• _What is needed_
Could you copy every one of the following rows word for word?

• _Data shown_
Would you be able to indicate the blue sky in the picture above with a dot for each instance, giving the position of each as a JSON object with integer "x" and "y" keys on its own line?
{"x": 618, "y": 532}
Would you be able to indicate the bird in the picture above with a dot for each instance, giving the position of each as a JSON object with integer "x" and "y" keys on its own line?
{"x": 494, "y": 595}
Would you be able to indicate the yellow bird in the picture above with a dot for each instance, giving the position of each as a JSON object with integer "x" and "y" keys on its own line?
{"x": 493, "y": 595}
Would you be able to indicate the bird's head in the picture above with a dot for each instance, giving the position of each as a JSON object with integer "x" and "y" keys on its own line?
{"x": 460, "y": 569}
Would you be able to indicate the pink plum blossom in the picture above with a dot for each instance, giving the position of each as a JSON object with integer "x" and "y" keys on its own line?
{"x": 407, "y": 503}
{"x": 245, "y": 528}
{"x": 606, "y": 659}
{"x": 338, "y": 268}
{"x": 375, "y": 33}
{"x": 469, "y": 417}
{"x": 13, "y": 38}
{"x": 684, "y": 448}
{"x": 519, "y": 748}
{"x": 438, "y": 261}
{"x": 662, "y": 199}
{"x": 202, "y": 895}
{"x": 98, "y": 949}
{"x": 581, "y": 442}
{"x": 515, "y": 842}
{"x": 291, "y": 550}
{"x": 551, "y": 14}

• _Response_
Would you be able to indicate the blue sky in the picture above with a dot for each instance, giving the position of each as a JSON object with integer "x" and "y" keys on its own line?
{"x": 618, "y": 532}
Would you be able to indicate the bird in the picture above with a dot for each instance, giving the position of each as a JSON object with integer "x" and "y" keys on its own line?
{"x": 494, "y": 595}
Would you be able to indicate the yellow bird in the picture above with a dot for each instance, giving the position of each as a JSON object with integer "x" and "y" keys on its own line?
{"x": 493, "y": 595}
Would you be able to indicate the bird's head in the picture above with a dot for each instance, giving the position of each as a JSON object with integer "x" and "y" keys on its own line?
{"x": 460, "y": 569}
Would you be able to indicate the pink plum blossom in the picture above with a dot for each instance, giving the position of each as a JSON object with integer "x" and "y" keys on its own line?
{"x": 407, "y": 503}
{"x": 245, "y": 528}
{"x": 606, "y": 659}
{"x": 338, "y": 268}
{"x": 375, "y": 33}
{"x": 469, "y": 417}
{"x": 13, "y": 38}
{"x": 684, "y": 448}
{"x": 519, "y": 748}
{"x": 438, "y": 261}
{"x": 662, "y": 199}
{"x": 202, "y": 895}
{"x": 98, "y": 949}
{"x": 581, "y": 442}
{"x": 515, "y": 842}
{"x": 291, "y": 550}
{"x": 551, "y": 14}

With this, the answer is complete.